- [WHAT YOU SHOULD DO] Count the lines of the records below that contain the string "bird", and reply with that number alone.

[Pointing dataset excerpts]
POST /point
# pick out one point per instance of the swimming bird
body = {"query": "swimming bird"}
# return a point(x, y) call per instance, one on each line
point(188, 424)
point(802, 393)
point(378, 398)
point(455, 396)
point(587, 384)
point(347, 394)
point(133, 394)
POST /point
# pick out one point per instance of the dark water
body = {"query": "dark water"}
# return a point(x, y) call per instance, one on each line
==
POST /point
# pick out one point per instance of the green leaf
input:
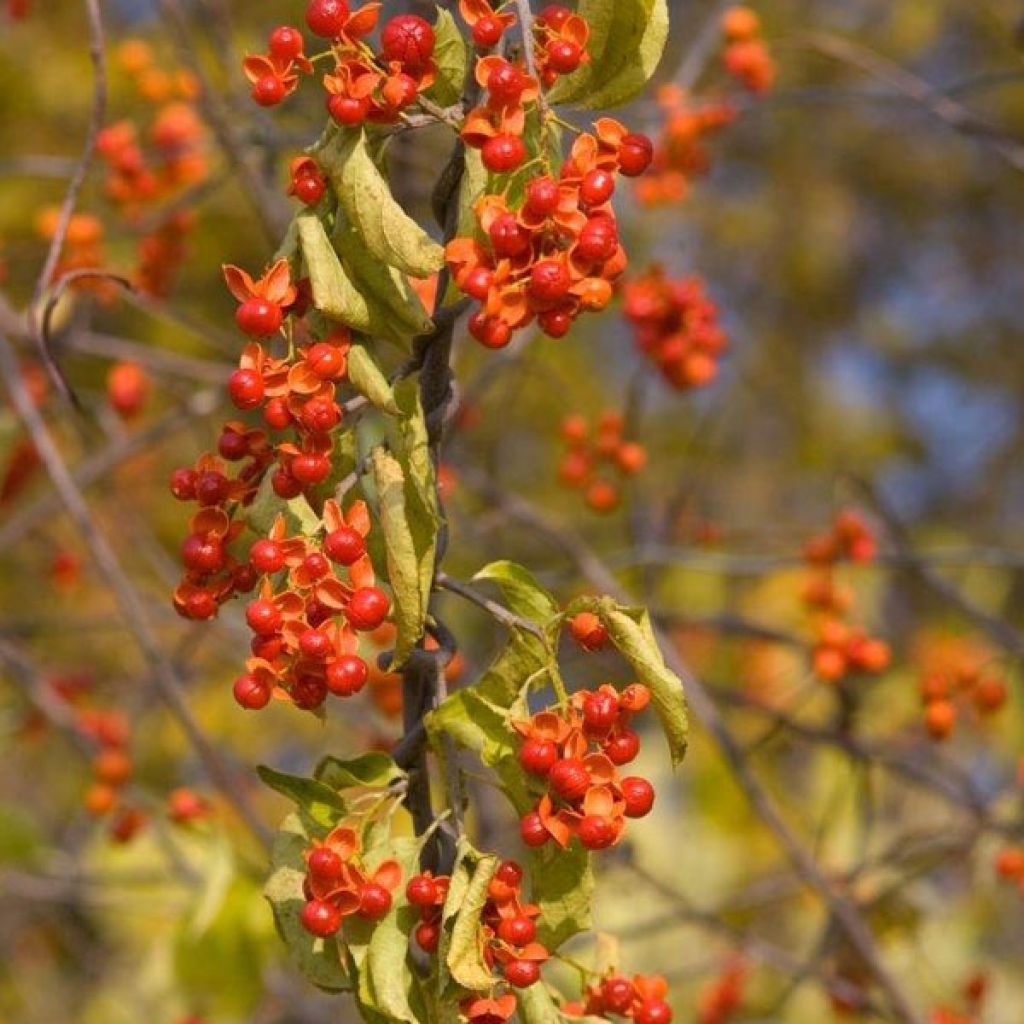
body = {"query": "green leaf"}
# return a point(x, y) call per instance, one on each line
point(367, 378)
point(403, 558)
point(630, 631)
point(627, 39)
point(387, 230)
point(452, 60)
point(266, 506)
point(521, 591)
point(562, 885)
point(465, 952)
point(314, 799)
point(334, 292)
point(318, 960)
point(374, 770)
* * *
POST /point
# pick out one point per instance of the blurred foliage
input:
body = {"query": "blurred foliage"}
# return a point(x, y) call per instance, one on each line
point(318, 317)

- [RESPONSE TO THIS EXERCISE] 2